Written problem » According to the passage on Pacific Ocean seafloor structure, how high do the South American Andes rise above the Peruvian-Chilean trench?

----- Passage given

A significant part of the continental shelf of Antarctica is blocked by ice shelves. The continental slope here is distinguished by its large width and dissected submarine canyons. The transition to the ocean floor is characterized by weak manifestations of seismicity and modern volcanism.
Transition zones
These morphostructures within the Pacific Ocean occupy 13.5% of its area. They are extremely diverse in their structure and are most fully expressed compared to other oceans. This is a natural combination of basins of marginal seas, island arcs and deep-sea trenches.
In the Western Pacific (Asian-Australian) sector, a number of transitional regions are usually distinguished, replacing one another mainly in the submeridional direction. Each of them is different in its structure, and perhaps they are at different stages of development. The Indonesian-Philippine region is complex, including the South China Sea, the seas and island arcs of the Malay Archipelago and deep-sea trenches, which are located here in several rows. To the northeast and east of New Guinea and Australia is also the complex Melanesian region, in which island arcs, basins and trenches are arranged in several echelons. To the north of the Solomon Islands there is a narrow depression with depths of up to 4000 m, on the eastern extension of which the Vityaz Trench (6150 m) is located. OK. Leontyev identified this area as a special type of transition zone - Vityazevsky. A feature of this area is the presence of a deep-sea trench, but the absence of an island arc along it.
In the transition zone of the American sector there are no marginal seas, no island arcs, and only the deep-water trenches Central American (6662 m), Peruvian (6601 m) and Chilean (8180 m). Island arcs in this zone are replaced by young folded mountains of Central and South America, where active volcanism is concentrated. In the trenches there is a very high density of earthquake epicenters with a magnitude of up to 7-9 points.
The transition zones of the Pacific Ocean are areas of the most significant vertical division of the earth's crust on Earth: the elevation of the Mariana Islands above the bottom of the trench of the same name is 11,500 m, and the South American Andes above the Peruvian-Chilean trench is 14,750 m.
Mid-ocean ridges (rises). They occupy 11% of the area of the Pacific Ocean and are represented by the South Pacific and East Pacific rises. The mid-ocean ridges of the Pacific Ocean differ in their structure and location from similar structures in the Atlantic and Indian Oceans. They do not occupy a central position and are significantly shifted to the east and southeast. This asymmetry of the modern spreading axis in the Pacific Ocean is often explained by the fact that it is in the stage of a gradually closing oceanic trench, when the rift axis shifts to one of its edges.

----------
----- Collected data

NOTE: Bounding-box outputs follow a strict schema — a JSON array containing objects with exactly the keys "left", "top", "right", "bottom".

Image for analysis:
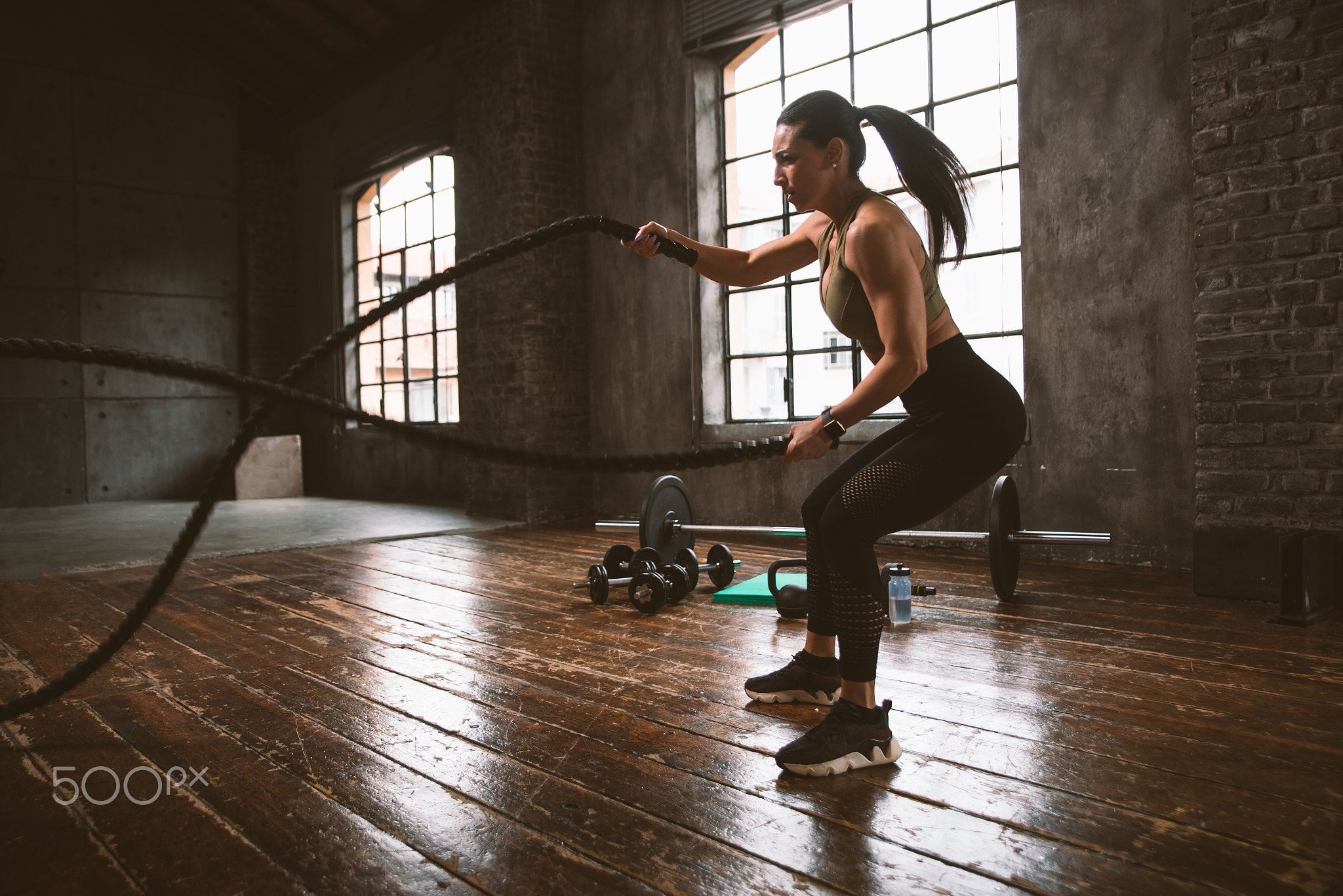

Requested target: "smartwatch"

----------

Task output » 14,750 m.